Selection:
※ ※ ※

The New York Taxi Workers Alliance, led by Bhairavi Desai, right, announces plans yesterday for a possible strike to protest the Taxi and Limousine plan to require GPS technology in all medallion taxis.

The drivers union that is planning to lead the strike on September 5 and 6, the Taxi Workers Alliance, is calling on all city cabbies to join in what would be the first taxi strike in almost a decade.

The city's Taxi & Limousine Commission has ordered all medallion owners to install GPS devices in their vehicles as part of a large package of technology upgrades, including credit and debit card payment devices, passenger television screens, and a text-messaging box that would alert drivers where and when they were needed. All 13,000 yellow cabs are required to install the technology package by January.

Drivers are protesting the new technology, which costs about $7,000 to install, on the grounds that the GPS devices that would track their meters constitute a violation of their privacy. About 1,200 drivers have already installed the devices, and many are reporting that they cause their meters to break down more often and cost them time on the job.

※ ※ ※

Data lines:
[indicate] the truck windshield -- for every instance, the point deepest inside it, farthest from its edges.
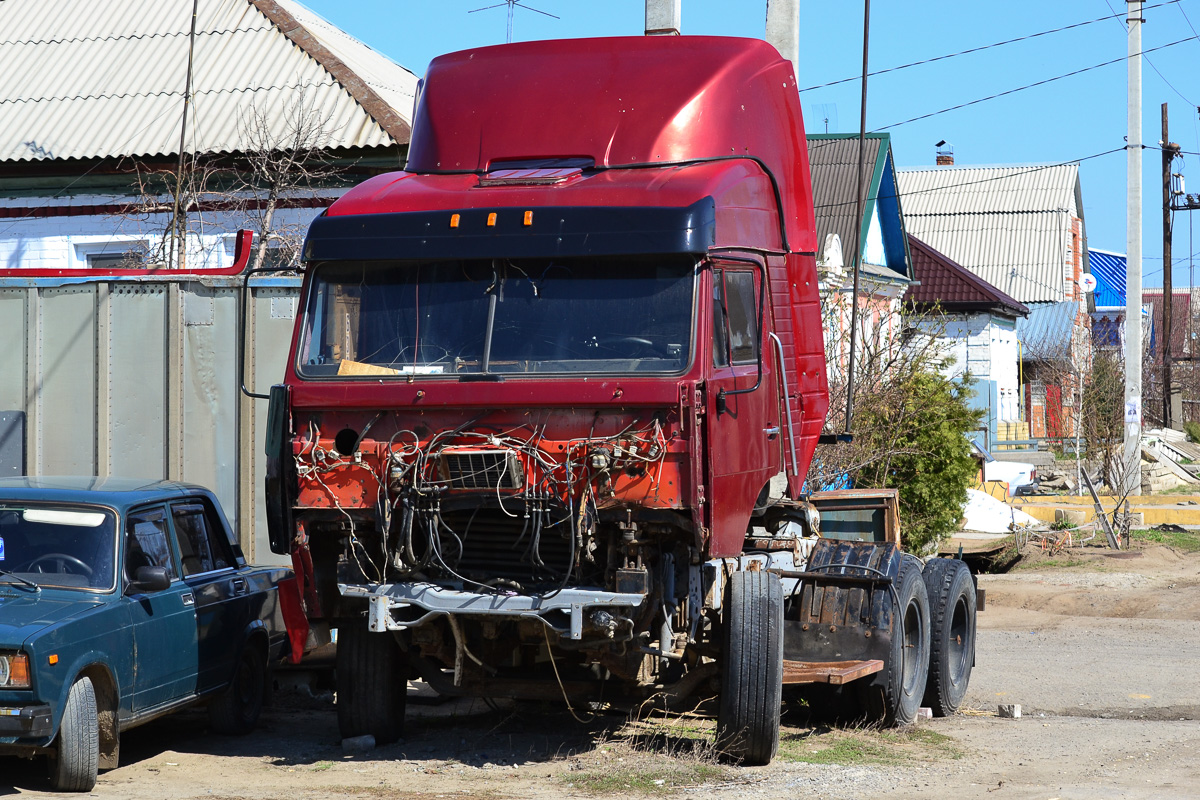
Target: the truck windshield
(533, 316)
(58, 546)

※ ※ ※

Task instructions:
a: Put this sentence from the taxi strike article into Spanish: "All 13,000 yellow cabs are required to install the technology package by January."
b: Retype the taxi strike article between "The New York" and "almost a decade.", inclusive.
Work only from the taxi strike article.

Correct answers:
a: Los 13.000 taxis amarillos deben instalar el paquete de tecnología antes de enero.

b:
The New York Taxi Workers Alliance, led by Bhairavi Desai, right, announces plans yesterday for a possible strike to protest the Taxi and Limousine plan to require GPS technology in all medallion taxis.

The drivers union that is planning to lead the strike on September 5 and 6, the Taxi Workers Alliance, is calling on all city cabbies to join in what would be the first taxi strike in almost a decade.